Text =>
On Jan 23, 2009, at 3:16 PM, zvi wrote:

(I saw Mark answering this as I was writing mine -- I'll try not to  
repeat what he's said *too* much...)

> So I was reading the list of changes from LJ again, and I saw: An  
> improved to-do list, allowing for better task management.
>
> And I have to ask myself: why? The LJ to-do list was only ever  
> about quarter-assed. The limits on it are ridiculous (25 items for  
> basic? 25? That doesn't cover my shopping list. The details limit  
> appears to be about 100 characters. You have to have a paid account  
> to have any privacy.) It's currently not even listed in the site map.
>
> I have ... great difficulty believing that anyone who actually  
> wishes to have an on-line to do list is  using LJ's crippled  
> feature (as a to-do list, anyway. It might have some salutary re- 
> purposing use that I haven't imagined, but it's completely  
> inadequate as a to-do list.)

Oddly enough, I have seen some glorious repurposing of the to-do list  
-- nothing *really* awesome comes to mind at the moment (it's been a  
while since I was doing a lot of watching things that way), but I  
remember having seen writers using it to update people on their works  
in progress, community maintainers using it to track people they've  
banned from the comm/issued maintainer warnings to, etc.

The existing implementation of it fails, and fails hard -- that's why  
we have a ticket in Bugzilla (for anyone who wants to pick up the  
project) to rip it out by the roots and then stomp around on the  
roots for a while. But I do still think there's room for our own  
implementation of something like that, because ...

> The thing about it is, the on-line to-do list problem has been, if  
> not licked, meticulously studied and tackled, in a variety of ways  
> that work for a wide variety of people out there. My favorite is  
> rememberthemilk.com, but there's also tadalist, todoist, google  
> offers something through both igoogle and g-mail, voo2do, etc.,  
> etc., etc.
>
> And considering that there's an awful lot that dreamwidth is going  
> to do that is integral to making the site work better as journal/ 
> blog/cms/personal publishing platform/bulletin board and  
> considering that other people do this particular task ten million  
> times better than the existing code, I have to ask myself ... why  
> not just integrate the existing better solutions and not spend  
> developer hours on something that's been awful in LJ since it was  
> first rolled out? I would propose a two step solution, of, first,  
> allowing people to enter two URLs that show up on their profile  
> (journal?) page (and for which, of course, they control their level  
> of privacy): one to their personal online to-do list and one to the  
> URL to enter a new task, if it is a separate URL from viewing the  
> list. And then, somewhere further down the line, as it becomes  
> clearer which online task managers are favored by DW users, work on  
> integrating the more popular ones more fully into people's  
> journals, so they can display the tasks on their journal (or  
> profile? pages) instead of navigating away from the site to view  
> them. (I have a vision of something integrated into the sidebar, in  
> a vaguely gmail gadget-y away, but it's an extremely mist-y  
> vision.) And maybe also having a journal entry appear as a task, if  
> someone is feeling extraordinarily clever and accomplishy.

Yes, and this absolutely falls into the "make Dreamwidth more  
interoperable with the rest of the internet" long-term goal.  
Eventually, if it has an RSS feed, an API, or any sort of attempt to  
interact with the rest of the internet world, we want to be able to  
support you using it through DW *somehow*, whether that's linking in  
a sidebar or on your profile or having it autopost an entry to your  
journal.

Information provided =>

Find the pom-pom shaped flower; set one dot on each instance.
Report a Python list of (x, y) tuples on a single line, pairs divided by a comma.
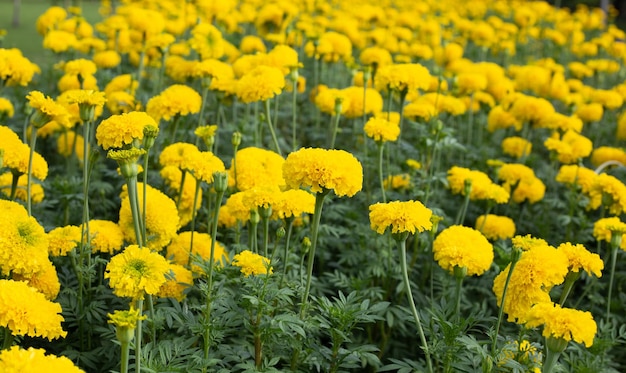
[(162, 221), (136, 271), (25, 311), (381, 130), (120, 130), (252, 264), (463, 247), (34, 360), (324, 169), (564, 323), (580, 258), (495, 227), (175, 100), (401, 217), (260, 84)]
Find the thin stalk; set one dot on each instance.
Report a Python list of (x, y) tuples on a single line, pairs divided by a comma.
--
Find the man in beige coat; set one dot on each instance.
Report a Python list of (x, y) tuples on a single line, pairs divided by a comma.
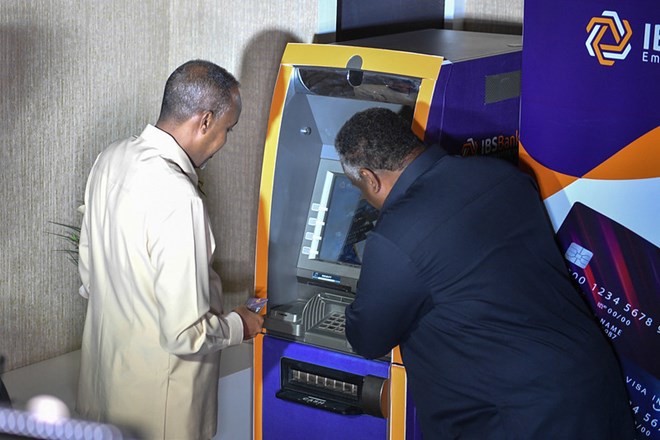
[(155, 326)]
==
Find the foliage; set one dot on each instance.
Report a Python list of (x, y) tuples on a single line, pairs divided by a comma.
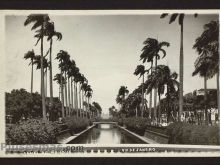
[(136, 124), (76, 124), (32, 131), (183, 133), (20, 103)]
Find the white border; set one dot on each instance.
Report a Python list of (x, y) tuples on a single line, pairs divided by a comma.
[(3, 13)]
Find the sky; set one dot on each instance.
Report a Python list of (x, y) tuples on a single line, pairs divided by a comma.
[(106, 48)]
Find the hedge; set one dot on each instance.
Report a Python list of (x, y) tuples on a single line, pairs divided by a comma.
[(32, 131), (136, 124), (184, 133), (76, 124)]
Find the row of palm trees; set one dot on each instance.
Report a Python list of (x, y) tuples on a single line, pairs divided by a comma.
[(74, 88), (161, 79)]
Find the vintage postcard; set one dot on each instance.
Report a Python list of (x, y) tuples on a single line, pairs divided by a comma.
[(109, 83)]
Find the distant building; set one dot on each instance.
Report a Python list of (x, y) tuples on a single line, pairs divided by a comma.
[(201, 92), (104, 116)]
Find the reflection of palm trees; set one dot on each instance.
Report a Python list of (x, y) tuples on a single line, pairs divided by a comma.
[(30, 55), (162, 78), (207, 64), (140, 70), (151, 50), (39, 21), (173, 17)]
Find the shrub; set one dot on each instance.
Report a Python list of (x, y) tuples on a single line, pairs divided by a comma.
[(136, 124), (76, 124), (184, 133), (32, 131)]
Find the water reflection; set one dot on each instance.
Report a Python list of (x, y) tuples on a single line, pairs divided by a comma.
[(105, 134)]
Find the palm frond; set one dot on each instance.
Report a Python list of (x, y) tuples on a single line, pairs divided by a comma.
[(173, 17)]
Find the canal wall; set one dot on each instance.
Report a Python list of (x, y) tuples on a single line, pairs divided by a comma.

Given problem 1 => In the message about the LiveJournal to-do list, how many items does a basic account allow?
Given problem 2 => Translate this sentence from the to-do list message into Spanish: "It's currently not even listed in the site map."
Given problem 3 => Pick up the to-do list message after its final sentence and continue writing it.
You can leave the material aside, since none of it is needed here.

Answer 1 => A basic account allows 25 items.

Answer 2 => Actualmente ni siquiera aparece en el mapa del sitio.

Answer 3 =>
But -- and this is absolutely not to discount your "why reinvent the  
wheel" point, because that point is a very good one, and one I'm  
absolutely asking myself with every task we put on that list -- there  
are a few major advantages to a homegrown system rather than  
integrating a third-party, and those advantages apply to everything,  
not just the todo list:

-- Built-in means privacy-level-aware and easily aggregated: you can  
trust that it's going to have security levels built in *and* you can  
do interesting things with the intersection of all your friends' use  
of that feature. (With the todo, for instance, maybe you and your  
friends want to create a joint todo list spread out among three  
journals, or whatever.)

-- No need to create an account on a third-party site; not all of  
them support OpenID gracefully, or really, at all.

-- You might trust us with your information more than you trust J.  
Random Site.

-- Integration with communities -- as it stands, communities don't  
have anywhere near the full range of what I consider vital community- 
management features, so any step that will allow for a group of  
people to aggregate data or functions or what-have-you is a positive  
step. (Community to-do lists, for instance, would let a community  
organize a group project or what-have-you.)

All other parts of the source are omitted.